━━━ READING PASSAGE ━━━
What if Kafka's The Castle were an open-world video game? An infinite match between bureaucracy and stone blocks. A literary Minecraft.
On the word "villager"
A few days ago I happened to see a Minecraft gameplay on TV. When they mentioned the villagers, since I was reading The Castle, I immediately associated them with the secondary characters that populate the novel. I also had the word in mind because I had seen a video discussing the spanish translation of the term Bauern, which Kafka uses in the original German to refer to the villagers.
Some spanish editions of The Castle translate the word Bauern as "peasants" or "villagers." Sometimes, both terms are used within the same translation to refer to the inhabitants of the village below the Castle.
In the German Minecraft wiki, villagers are referred to as Dorfbewohner, literally "village dwellers," while Bauern translates more accurately as "farmers."
In English, the translations of Kafka's novel tend to favor "rustic" or "peasant," while Minecraft villagers are simply called villagers.
So the connection I made between the game and the novel was based more on a liberal spanish translation of Bauern.
The appearance of villagers
This is how villagers are described on minecraft.fandom.com:
Villagers are passive creatures that live in villages, work in their respective professions, reproduce, and interact...
Villagers are almost humanoid creatures that resemble humans but are characterized by large heads and noses, green eyes, and always keep their arms crossed.
Kafka, however, describes them like this:
It was as if their skulls had been crushed by blows and the features of their faces had been formed by the pain of those blows.
Seeing the in-game villagers with their "flattened" cube-shaped heads, like everything else in Minecraft, reinforced the connection between the book and the game. Another passage in Kafka's novel seems appropriate as well:
They were cleaner and more uniform, dressed in coarse cloth of a yellowish gray color; the jackets were loose, the pants tight. They were small men, at first glance very similar, with angular, flat faces, but at the same time with rounded cheeks. All seemed calm and hardly moved; they only followed those who entered with their eyes, slowly and indifferently.
The grayish tone is also interesting, for example, in the description of Pepi's attire:
She wore a plain dress that fell vertically and didn’t fit her well: it was made of shiny gray fabric, clumsily and childishly tightened at the hem with a silk ribbon.
Or Barnabas:
Had she been charmed by Barnabas’s silky, shiny, tight jacket, which he now unbuttoned, revealing a coarse shirt underneath, of a dirty gray color, full of patches over the powerful, angular chest of a servant?
And this is how Minecraft describes the villagers clothing:
Villagers have a base appearance with gray-colored garments, but this is never visible in the game because it is covered by their profession- or biome-specific attire.
━━━ INFORMATION PROVIDED ━━━
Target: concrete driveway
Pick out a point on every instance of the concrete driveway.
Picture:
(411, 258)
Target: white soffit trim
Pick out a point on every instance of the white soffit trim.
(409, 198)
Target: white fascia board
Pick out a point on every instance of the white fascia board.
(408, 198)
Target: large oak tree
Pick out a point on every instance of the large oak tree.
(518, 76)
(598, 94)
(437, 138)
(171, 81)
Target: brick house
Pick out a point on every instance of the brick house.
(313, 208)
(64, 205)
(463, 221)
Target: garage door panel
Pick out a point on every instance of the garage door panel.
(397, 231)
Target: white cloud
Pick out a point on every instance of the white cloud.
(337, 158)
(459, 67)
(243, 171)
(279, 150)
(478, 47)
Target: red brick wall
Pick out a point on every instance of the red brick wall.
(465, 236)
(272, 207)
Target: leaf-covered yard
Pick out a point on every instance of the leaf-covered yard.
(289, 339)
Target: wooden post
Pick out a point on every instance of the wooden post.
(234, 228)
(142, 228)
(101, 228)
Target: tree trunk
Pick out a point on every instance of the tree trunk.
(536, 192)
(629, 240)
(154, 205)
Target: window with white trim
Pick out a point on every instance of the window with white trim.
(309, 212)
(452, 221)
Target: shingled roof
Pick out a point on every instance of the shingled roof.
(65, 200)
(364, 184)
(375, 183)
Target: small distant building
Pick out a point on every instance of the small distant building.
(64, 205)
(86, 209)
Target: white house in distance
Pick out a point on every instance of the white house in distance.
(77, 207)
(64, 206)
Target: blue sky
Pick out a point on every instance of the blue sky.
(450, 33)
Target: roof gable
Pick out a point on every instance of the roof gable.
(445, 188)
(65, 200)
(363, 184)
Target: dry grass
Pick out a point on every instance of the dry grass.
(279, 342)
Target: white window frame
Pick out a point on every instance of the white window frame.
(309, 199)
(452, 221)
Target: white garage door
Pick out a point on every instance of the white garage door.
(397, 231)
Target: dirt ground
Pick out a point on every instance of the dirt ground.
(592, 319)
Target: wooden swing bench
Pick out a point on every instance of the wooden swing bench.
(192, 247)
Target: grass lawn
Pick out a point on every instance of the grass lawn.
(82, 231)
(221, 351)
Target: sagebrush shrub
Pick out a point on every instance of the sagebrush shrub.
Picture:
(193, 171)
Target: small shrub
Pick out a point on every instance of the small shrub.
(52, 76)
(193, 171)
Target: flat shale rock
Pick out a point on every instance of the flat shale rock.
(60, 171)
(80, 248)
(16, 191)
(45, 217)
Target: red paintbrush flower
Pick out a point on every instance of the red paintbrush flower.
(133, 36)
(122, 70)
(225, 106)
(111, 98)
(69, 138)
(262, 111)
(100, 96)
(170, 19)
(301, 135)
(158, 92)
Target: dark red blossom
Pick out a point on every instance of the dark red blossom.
━━━
Return the part of the piece on The Castle and Minecraft that opens with the words containing "In English, the" and closes with "of those blows.", copied word for word. Work from the text alone.

### EXERCISE RESULT
In English, the translations of Kafka's novel tend to favor "rustic" or "peasant," while Minecraft villagers are simply called villagers.
So the connection I made between the game and the novel was based more on a liberal spanish translation of Bauern.
The appearance of villagers
This is how villagers are described on minecraft.fandom.com:
Villagers are passive creatures that live in villages, work in their respective professions, reproduce, and interact...
Villagers are almost humanoid creatures that resemble humans but are characterized by large heads and noses, green eyes, and always keep their arms crossed.
Kafka, however, describes them like this:
It was as if their skulls had been crushed by blows and the features of their faces had been formed by the pain of those blows.